▶ Document extract
----------------------------------------

March 17, 2018 marks one year since Osama Al Najjar completed his three-year prison sentence in the UAE, yet the well-known blogger and human rights defender remains detained against his will to date.
In light of Al Najjar’s continuing administrative detention, we, the undersigned human rights organisations, call upon the international community to put pressure on the Emirati authorities to ensure his immediate release, and to remind the state of its obligations under international human rights law to protect human rights defenders and to respect their right to freedom of expression.
Osama Al Najjar’s arrest and detention
Osama Al Najjar is the son of Husain Al Najjar, one of the defendants sentenced in the “UAE 94” trial – the largest mass political trial in the history of the UAE against 94 political activists accused of having “plotted to overthrow the government”.
Following his father’s arrest, Al Najjar became active on Twitter defending the UAE 94 and disseminating information on the unfair nature of their trial. He also met with Gabriela Knaul, the UN Special Rapporteur on the independence of judges and lawyers, during her visit to the UAE between January 28 and February 5, 2014.
As a result of his public advocacy, Al Najjar was arrested in March 2014. He was forcibly taken to a State Security secret detention centre in Abu Dhabi, where he was detained incommunicado, interrogated, and tortured over a period of four days.
Al Najjar later informed his brother that he was interrogated over his activity on Twitter as well as his meeting with the Special Rapporteur. In this context, his case was raised in the 2014 report of the UN Secretary-General on the subject of reprisals against those who cooperate with the UN.
Al Najjar was denied access to a lawyer for the first six months of his detention up until his first trial hearing before the State Security Chamber of the Federal Supreme Court in Abu Dhabi – a specialised court which has jurisdiction over matters of state security including terrorism.
On October 25, 2014, Al Najjar was charged with “belonging to the government-banned Al Islah party”, “instigating hatred against the state via Twitter”, “designing and running a website harmful to UAE institutions”, and “presenting inaccurate information to foreign organisations”. He was sentenced to three years in prison and a fine of 500,000 Emirati dirham (approx. 136,000 USD), while the court also ordered that all his social media accounts be permanently closed.

----------------------------------------

▶ Short exercise 1
List each charge brought against Al Najjar on October 25, 2014, as stated in the statement on his detention.
▶ Short exercise 2
Reproduce the stretch of the statement on Al Najjar's detention from "As a result" through "with the UN.", word for word.

(Location identification items)
----------------------------------------

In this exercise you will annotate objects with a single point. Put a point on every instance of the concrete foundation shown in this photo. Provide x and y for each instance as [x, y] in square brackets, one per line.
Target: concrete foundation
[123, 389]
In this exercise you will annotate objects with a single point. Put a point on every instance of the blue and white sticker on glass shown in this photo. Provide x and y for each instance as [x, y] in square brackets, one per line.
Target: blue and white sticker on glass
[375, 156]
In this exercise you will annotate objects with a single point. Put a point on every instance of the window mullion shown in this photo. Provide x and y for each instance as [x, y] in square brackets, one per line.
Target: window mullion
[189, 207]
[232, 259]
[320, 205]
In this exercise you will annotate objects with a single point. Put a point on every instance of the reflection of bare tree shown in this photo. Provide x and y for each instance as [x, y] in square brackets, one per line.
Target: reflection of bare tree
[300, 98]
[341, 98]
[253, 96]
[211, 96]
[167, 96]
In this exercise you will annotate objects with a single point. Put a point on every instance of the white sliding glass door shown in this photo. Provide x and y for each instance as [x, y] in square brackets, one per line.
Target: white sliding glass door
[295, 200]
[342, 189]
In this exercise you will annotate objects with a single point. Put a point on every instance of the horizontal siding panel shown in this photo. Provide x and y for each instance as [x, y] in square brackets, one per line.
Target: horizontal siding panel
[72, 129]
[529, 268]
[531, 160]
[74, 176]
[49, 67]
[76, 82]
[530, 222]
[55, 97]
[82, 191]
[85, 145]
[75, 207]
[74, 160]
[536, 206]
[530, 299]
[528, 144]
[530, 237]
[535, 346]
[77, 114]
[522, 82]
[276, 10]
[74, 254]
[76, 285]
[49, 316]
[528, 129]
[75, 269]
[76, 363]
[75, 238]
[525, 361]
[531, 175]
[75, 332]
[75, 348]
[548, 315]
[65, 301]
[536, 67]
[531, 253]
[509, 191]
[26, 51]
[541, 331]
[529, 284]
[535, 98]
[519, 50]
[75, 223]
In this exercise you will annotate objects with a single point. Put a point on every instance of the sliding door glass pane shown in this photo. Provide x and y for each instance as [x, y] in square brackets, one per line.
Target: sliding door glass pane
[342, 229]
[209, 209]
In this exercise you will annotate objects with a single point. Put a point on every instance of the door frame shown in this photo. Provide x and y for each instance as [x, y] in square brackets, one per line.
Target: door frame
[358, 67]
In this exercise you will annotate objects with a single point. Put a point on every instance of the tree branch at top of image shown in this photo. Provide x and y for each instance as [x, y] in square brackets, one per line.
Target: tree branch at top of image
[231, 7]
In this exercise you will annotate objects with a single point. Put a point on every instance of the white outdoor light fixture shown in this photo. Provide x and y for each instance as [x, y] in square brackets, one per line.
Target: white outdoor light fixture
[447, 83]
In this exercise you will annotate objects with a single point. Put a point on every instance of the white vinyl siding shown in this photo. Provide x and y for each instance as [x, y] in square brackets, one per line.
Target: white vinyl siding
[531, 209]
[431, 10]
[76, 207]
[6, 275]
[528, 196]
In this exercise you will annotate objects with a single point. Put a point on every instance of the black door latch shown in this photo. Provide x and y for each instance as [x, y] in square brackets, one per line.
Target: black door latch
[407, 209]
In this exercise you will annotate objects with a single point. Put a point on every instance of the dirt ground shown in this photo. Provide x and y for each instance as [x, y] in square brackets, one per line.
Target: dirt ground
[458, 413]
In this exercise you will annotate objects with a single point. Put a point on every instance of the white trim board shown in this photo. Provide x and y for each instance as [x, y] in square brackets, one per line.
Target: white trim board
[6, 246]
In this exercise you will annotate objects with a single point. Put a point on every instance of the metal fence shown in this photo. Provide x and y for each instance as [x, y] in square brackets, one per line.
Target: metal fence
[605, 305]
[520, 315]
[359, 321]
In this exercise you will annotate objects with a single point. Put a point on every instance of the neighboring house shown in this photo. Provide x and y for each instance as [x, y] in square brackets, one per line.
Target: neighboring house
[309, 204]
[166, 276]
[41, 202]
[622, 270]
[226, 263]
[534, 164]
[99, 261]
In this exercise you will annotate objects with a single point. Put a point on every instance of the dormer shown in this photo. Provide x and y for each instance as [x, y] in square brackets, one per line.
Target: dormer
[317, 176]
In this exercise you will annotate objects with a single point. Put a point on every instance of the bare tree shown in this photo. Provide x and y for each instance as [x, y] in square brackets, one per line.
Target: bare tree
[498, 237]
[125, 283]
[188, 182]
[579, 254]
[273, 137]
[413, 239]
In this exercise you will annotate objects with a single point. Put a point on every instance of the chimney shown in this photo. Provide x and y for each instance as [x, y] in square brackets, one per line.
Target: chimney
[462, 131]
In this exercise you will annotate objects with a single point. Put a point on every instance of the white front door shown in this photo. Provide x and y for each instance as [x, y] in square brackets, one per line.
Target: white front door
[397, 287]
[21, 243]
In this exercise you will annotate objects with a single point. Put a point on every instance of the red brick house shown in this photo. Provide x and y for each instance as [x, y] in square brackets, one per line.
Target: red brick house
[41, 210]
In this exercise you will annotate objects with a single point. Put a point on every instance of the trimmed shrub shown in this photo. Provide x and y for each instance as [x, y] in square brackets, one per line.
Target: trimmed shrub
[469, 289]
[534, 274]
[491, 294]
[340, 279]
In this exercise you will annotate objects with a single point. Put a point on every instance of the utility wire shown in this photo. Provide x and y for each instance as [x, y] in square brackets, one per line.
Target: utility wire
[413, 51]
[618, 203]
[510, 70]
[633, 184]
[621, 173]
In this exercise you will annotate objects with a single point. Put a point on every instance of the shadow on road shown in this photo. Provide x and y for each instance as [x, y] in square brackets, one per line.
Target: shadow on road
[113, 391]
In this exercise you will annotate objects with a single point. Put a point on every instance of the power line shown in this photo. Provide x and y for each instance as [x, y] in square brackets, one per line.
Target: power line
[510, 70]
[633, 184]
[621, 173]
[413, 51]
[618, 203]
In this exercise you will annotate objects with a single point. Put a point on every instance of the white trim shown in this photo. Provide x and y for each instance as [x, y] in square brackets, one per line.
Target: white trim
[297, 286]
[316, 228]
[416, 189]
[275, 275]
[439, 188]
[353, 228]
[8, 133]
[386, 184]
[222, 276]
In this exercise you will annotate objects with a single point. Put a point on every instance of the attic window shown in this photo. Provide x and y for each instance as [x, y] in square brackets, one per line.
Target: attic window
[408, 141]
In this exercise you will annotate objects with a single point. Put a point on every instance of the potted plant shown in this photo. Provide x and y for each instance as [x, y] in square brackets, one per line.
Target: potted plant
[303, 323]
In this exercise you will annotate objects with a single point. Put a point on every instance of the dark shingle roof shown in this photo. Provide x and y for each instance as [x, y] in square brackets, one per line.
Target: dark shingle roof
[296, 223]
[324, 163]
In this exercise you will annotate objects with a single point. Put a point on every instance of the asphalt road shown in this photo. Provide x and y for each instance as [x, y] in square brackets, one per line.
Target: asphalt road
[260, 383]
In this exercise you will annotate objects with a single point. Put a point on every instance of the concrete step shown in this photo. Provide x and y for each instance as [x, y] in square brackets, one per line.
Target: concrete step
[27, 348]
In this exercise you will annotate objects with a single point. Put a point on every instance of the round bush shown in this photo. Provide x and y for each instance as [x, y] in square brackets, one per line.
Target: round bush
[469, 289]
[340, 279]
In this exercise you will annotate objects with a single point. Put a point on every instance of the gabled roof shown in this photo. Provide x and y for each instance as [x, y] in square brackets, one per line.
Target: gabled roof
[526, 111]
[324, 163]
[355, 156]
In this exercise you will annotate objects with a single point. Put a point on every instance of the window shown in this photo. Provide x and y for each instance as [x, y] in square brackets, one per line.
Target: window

----------------------------------------

▶ Exercise solution 1
- "belonging to the government-banned Al Islah party"
- "instigating hatred against the state via Twitter"
- "designing and running a website harmful to UAE institutions"
- "presenting inaccurate information to foreign organisations"

▶ Exercise solution 2
As a result of his public advocacy, Al Najjar was arrested in March 2014. He was forcibly taken to a State Security secret detention centre in Abu Dhabi, where he was detained incommunicado, interrogated, and tortured over a period of four days.
Al Najjar later informed his brother that he was interrogated over his activity on Twitter as well as his meeting with the Special Rapporteur. In this context, his case was raised in the 2014 report of the UN Secretary-General on the subject of reprisals against those who cooperate with the UN.